What this task involves —
Find each line in the items below that contains the string "trim", and copy those lines. Treat uppercase and lowercase as different.

Raw data —
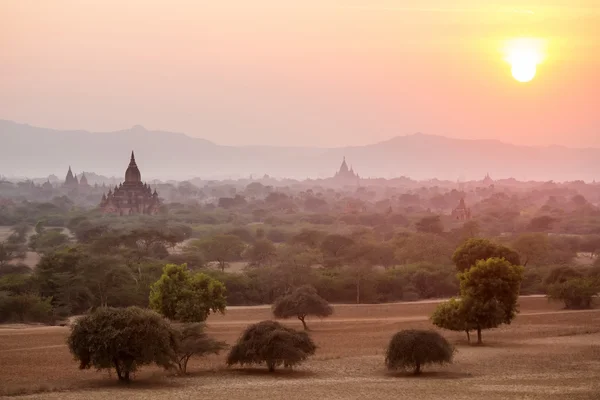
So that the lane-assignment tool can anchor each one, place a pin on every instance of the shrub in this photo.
(193, 341)
(271, 343)
(301, 303)
(124, 339)
(416, 348)
(576, 293)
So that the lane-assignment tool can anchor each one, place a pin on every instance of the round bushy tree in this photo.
(193, 341)
(302, 302)
(271, 343)
(416, 348)
(122, 338)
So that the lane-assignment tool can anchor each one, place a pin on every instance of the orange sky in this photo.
(311, 72)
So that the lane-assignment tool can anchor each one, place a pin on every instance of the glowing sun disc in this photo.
(524, 55)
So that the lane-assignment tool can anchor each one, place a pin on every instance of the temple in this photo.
(461, 212)
(345, 174)
(71, 181)
(132, 196)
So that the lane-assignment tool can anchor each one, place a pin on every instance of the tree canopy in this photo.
(302, 302)
(123, 339)
(187, 297)
(417, 348)
(474, 250)
(271, 343)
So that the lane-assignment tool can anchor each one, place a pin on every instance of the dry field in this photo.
(545, 354)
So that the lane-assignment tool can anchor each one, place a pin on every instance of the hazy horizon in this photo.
(340, 146)
(324, 73)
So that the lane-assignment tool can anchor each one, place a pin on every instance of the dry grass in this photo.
(545, 354)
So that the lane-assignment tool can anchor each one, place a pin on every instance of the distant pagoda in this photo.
(131, 197)
(346, 175)
(461, 212)
(71, 181)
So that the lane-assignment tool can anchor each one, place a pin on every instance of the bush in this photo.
(561, 274)
(193, 341)
(575, 293)
(271, 343)
(416, 348)
(303, 302)
(124, 339)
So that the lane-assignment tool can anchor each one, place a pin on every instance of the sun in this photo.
(524, 55)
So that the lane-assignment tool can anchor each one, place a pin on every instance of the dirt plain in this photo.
(546, 353)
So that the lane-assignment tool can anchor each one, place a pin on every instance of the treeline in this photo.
(106, 263)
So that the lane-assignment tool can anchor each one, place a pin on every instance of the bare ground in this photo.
(545, 354)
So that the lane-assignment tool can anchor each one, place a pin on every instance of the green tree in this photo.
(301, 303)
(124, 339)
(193, 341)
(575, 293)
(490, 291)
(416, 348)
(271, 343)
(452, 315)
(187, 297)
(474, 250)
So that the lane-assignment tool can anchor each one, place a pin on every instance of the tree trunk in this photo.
(301, 318)
(118, 368)
(418, 369)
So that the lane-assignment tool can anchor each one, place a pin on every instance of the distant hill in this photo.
(38, 152)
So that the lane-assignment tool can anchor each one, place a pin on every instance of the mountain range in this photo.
(27, 151)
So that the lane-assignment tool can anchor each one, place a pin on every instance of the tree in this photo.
(10, 252)
(221, 248)
(575, 293)
(271, 343)
(182, 296)
(561, 274)
(261, 253)
(302, 302)
(416, 348)
(452, 315)
(123, 339)
(490, 291)
(432, 224)
(474, 250)
(193, 341)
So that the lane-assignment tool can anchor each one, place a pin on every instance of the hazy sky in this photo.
(302, 72)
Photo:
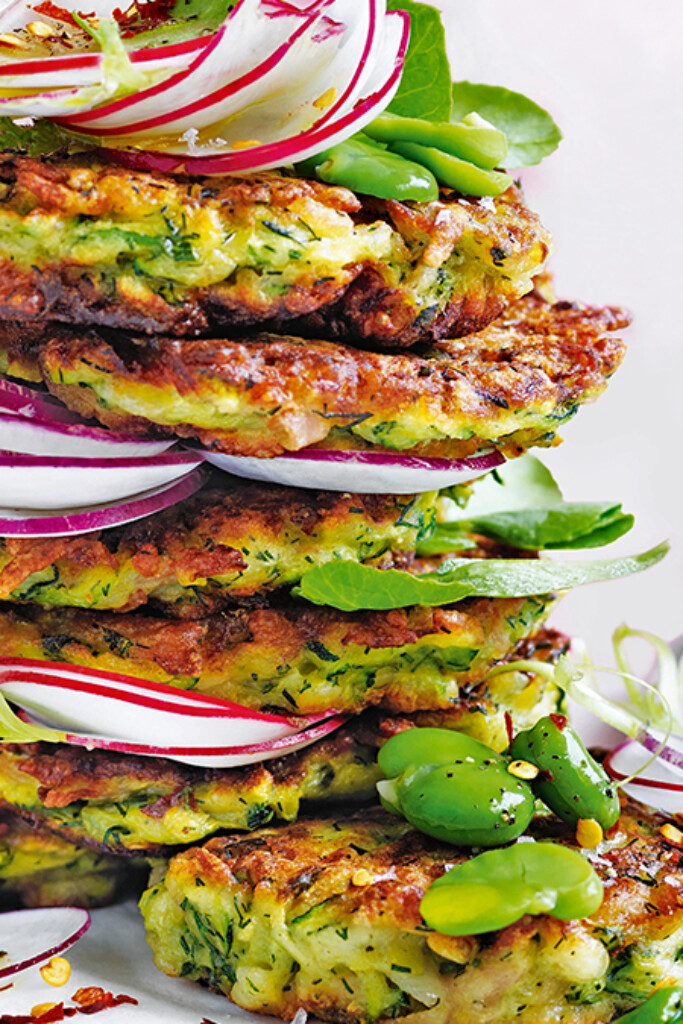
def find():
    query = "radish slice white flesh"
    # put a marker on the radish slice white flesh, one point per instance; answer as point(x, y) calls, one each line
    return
point(135, 716)
point(359, 472)
point(660, 786)
point(43, 482)
point(28, 522)
point(79, 440)
point(217, 756)
point(32, 937)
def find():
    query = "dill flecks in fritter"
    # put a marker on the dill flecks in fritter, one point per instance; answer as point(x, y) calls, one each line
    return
point(93, 244)
point(126, 804)
point(324, 915)
point(511, 386)
point(41, 868)
point(229, 541)
point(292, 657)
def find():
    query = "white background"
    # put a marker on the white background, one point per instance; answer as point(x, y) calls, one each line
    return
point(609, 71)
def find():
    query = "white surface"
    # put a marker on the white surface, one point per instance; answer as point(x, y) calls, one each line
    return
point(610, 73)
point(115, 956)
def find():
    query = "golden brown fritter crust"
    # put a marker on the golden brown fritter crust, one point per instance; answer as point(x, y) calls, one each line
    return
point(227, 542)
point(387, 295)
point(105, 800)
point(511, 385)
point(290, 656)
point(346, 893)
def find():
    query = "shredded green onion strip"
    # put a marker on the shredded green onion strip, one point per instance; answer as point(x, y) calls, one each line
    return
point(658, 708)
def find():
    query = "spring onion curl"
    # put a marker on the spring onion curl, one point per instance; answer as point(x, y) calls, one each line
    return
point(657, 709)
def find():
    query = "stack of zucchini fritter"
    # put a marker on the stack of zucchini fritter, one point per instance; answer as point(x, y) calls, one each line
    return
point(140, 300)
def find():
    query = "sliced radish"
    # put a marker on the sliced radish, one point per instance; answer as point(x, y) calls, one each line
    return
point(360, 472)
point(38, 436)
point(44, 482)
point(32, 937)
point(85, 69)
point(219, 755)
point(380, 90)
point(28, 522)
point(108, 711)
point(662, 786)
point(273, 54)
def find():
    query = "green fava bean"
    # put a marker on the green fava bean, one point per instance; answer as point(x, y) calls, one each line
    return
point(664, 1007)
point(365, 167)
point(497, 888)
point(571, 782)
point(455, 788)
point(473, 138)
point(454, 172)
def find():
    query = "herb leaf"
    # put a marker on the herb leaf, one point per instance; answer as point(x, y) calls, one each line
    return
point(530, 131)
point(39, 138)
point(425, 86)
point(351, 587)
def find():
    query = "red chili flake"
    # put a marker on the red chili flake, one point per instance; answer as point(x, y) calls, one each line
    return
point(92, 999)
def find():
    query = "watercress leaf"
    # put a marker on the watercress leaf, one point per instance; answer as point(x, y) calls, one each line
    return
point(530, 131)
point(425, 86)
point(520, 483)
point(352, 587)
point(568, 525)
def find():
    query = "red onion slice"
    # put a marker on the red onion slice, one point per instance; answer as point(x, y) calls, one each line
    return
point(662, 786)
point(27, 522)
point(359, 472)
point(43, 482)
point(32, 937)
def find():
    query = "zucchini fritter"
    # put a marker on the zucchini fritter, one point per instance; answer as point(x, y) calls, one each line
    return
point(325, 915)
point(123, 804)
point(511, 386)
point(293, 657)
point(229, 541)
point(40, 868)
point(92, 244)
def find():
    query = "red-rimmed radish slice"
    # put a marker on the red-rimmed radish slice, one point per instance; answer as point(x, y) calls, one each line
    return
point(85, 69)
point(662, 785)
point(133, 716)
point(79, 678)
point(360, 472)
point(54, 437)
point(205, 756)
point(33, 937)
point(274, 53)
point(379, 91)
point(44, 482)
point(28, 522)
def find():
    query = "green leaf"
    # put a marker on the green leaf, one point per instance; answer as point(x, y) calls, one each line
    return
point(521, 505)
point(39, 139)
point(530, 131)
point(425, 87)
point(351, 587)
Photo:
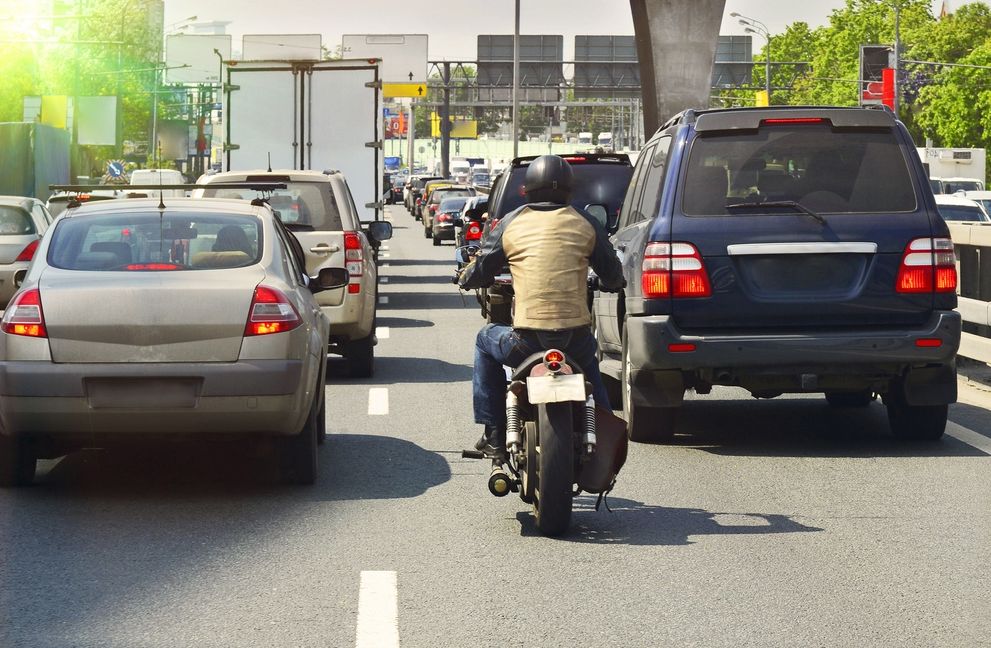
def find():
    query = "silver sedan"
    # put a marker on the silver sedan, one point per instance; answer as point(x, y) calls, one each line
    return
point(138, 321)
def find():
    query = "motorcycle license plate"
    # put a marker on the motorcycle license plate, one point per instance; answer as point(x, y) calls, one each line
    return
point(555, 388)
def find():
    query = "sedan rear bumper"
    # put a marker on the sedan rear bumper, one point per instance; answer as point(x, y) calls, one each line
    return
point(85, 400)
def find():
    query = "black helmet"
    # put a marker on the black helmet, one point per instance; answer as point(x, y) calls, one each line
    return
point(549, 179)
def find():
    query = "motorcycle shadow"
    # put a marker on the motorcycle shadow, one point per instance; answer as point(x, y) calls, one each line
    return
point(635, 523)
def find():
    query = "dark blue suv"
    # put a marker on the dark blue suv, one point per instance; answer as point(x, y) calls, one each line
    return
point(782, 250)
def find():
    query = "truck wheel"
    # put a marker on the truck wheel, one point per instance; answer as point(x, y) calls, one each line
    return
point(360, 355)
point(555, 468)
point(915, 422)
point(17, 461)
point(850, 399)
point(644, 424)
point(299, 452)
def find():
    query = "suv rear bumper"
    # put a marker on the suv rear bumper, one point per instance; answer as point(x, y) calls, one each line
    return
point(812, 361)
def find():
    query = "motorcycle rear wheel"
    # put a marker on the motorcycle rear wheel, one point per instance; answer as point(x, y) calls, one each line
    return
point(555, 472)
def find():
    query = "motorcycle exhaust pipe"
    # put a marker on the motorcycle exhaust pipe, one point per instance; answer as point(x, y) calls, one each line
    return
point(500, 484)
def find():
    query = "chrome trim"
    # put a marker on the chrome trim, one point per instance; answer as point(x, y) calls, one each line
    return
point(746, 249)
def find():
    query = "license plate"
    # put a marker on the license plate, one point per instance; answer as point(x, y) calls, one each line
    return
point(555, 388)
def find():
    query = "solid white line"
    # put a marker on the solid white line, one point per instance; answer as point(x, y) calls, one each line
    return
point(378, 611)
point(968, 436)
point(378, 401)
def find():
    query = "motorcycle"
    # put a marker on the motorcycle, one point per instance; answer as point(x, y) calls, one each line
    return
point(558, 444)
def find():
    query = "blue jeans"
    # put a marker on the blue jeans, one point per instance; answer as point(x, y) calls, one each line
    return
point(497, 345)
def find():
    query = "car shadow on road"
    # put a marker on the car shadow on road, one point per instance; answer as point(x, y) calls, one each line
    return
point(800, 428)
point(636, 523)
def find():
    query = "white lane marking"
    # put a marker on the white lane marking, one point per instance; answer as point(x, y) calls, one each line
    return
point(378, 611)
point(378, 401)
point(968, 436)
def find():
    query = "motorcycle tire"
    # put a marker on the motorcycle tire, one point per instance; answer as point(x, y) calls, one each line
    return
point(555, 471)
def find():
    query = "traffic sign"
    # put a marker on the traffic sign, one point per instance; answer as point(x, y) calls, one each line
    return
point(392, 90)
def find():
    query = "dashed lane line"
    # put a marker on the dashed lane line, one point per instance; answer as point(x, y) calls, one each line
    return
point(378, 401)
point(378, 611)
point(968, 436)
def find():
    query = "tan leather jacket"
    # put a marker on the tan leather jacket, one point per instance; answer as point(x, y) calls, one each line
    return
point(548, 249)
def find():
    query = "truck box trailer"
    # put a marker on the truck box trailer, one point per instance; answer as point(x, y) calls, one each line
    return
point(310, 115)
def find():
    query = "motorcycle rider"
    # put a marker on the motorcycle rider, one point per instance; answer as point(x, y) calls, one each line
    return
point(548, 245)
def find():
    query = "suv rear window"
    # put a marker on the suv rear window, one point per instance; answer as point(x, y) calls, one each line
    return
point(15, 222)
point(132, 241)
point(300, 206)
point(824, 169)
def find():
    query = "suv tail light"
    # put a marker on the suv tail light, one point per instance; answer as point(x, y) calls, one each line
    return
point(28, 252)
point(673, 270)
point(24, 315)
point(928, 265)
point(354, 261)
point(270, 312)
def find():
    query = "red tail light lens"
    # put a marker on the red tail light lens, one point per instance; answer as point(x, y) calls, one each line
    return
point(270, 312)
point(28, 252)
point(928, 265)
point(673, 270)
point(24, 315)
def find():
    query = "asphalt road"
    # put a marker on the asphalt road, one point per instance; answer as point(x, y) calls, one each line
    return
point(767, 523)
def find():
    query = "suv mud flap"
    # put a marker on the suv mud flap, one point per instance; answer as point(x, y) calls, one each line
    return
point(931, 385)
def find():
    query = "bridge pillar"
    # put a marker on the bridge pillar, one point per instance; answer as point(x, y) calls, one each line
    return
point(676, 45)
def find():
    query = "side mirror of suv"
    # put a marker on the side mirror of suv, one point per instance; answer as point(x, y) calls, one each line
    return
point(380, 230)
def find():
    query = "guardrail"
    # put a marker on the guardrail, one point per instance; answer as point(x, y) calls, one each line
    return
point(973, 247)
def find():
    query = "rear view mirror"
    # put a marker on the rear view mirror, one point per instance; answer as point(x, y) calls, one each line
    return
point(380, 230)
point(599, 213)
point(329, 279)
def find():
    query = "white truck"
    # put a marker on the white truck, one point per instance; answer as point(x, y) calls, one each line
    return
point(308, 115)
point(952, 169)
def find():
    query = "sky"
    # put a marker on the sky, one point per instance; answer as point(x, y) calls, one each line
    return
point(453, 25)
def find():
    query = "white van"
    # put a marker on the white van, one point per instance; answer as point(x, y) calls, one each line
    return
point(159, 177)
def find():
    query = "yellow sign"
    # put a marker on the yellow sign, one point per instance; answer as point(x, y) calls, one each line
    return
point(390, 90)
point(460, 128)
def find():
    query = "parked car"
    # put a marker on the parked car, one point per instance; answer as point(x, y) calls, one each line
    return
point(213, 332)
point(443, 221)
point(954, 207)
point(319, 209)
point(817, 282)
point(432, 206)
point(23, 221)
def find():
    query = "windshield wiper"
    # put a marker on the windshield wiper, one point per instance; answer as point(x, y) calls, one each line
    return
point(779, 203)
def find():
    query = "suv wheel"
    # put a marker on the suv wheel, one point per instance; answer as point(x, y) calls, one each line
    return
point(360, 355)
point(17, 461)
point(915, 422)
point(850, 399)
point(644, 424)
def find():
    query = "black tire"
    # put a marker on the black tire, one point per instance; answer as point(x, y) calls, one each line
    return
point(17, 461)
point(556, 465)
point(850, 399)
point(915, 422)
point(644, 424)
point(360, 355)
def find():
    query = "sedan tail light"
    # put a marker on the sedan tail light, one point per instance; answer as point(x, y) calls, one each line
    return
point(28, 252)
point(928, 264)
point(24, 315)
point(673, 270)
point(270, 312)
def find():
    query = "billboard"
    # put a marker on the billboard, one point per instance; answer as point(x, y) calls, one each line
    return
point(281, 47)
point(194, 59)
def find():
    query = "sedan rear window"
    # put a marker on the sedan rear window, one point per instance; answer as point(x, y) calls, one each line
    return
point(823, 169)
point(15, 222)
point(143, 241)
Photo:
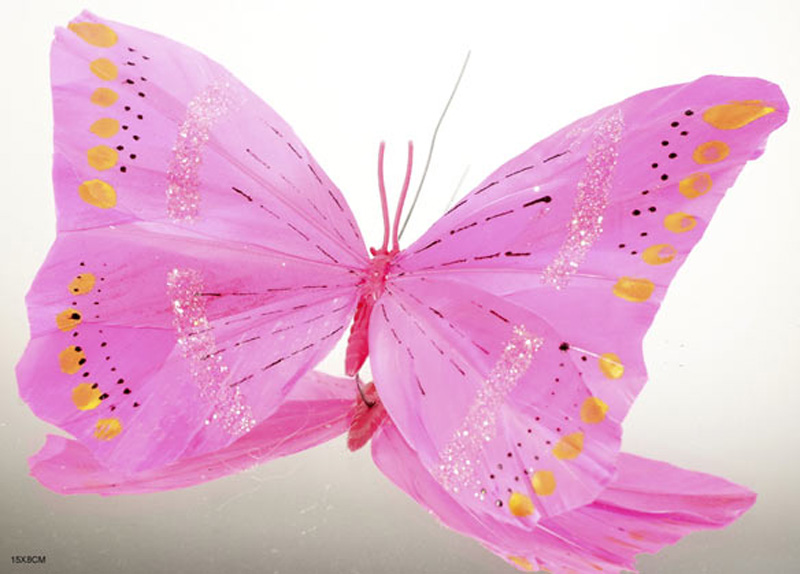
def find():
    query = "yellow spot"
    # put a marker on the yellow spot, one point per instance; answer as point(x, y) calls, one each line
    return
point(679, 222)
point(611, 366)
point(735, 115)
point(543, 482)
point(659, 254)
point(520, 505)
point(86, 396)
point(104, 69)
point(106, 429)
point(82, 284)
point(521, 562)
point(68, 319)
point(71, 359)
point(711, 152)
point(105, 127)
point(695, 185)
point(634, 289)
point(102, 157)
point(98, 193)
point(95, 34)
point(593, 410)
point(569, 447)
point(104, 97)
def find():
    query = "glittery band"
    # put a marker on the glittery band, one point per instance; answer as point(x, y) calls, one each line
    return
point(197, 343)
point(460, 456)
point(183, 191)
point(591, 201)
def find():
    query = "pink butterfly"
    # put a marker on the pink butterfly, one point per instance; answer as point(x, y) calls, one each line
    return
point(205, 264)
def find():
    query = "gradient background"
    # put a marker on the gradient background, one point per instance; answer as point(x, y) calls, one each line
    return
point(723, 353)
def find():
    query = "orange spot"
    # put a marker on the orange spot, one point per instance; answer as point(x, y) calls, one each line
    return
point(104, 69)
point(659, 254)
point(86, 396)
point(102, 157)
point(634, 289)
point(520, 505)
point(611, 366)
point(68, 319)
point(105, 127)
point(735, 115)
point(104, 97)
point(593, 410)
point(679, 222)
point(71, 359)
point(98, 193)
point(543, 482)
point(106, 429)
point(711, 152)
point(569, 447)
point(695, 185)
point(95, 34)
point(82, 284)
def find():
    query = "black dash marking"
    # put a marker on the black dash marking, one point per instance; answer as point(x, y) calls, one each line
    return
point(462, 228)
point(272, 364)
point(552, 157)
point(498, 315)
point(303, 235)
point(326, 254)
point(545, 199)
point(458, 368)
point(332, 333)
point(315, 173)
point(501, 214)
point(428, 246)
point(294, 150)
point(519, 171)
point(485, 187)
point(242, 380)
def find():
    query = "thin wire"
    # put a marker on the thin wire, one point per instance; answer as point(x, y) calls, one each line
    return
point(409, 162)
point(433, 143)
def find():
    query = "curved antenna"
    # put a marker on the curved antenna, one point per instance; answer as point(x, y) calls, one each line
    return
point(384, 205)
point(433, 143)
point(409, 162)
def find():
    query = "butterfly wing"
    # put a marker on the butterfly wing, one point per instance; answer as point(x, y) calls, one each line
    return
point(648, 505)
point(588, 227)
point(204, 261)
point(317, 410)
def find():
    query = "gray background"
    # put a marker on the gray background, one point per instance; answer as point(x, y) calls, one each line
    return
point(723, 353)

Answer to this task —
    query = "chrome trim"
    # put a marker on the chrome trim, one point per instance; answer as point(x, y) calls, one each line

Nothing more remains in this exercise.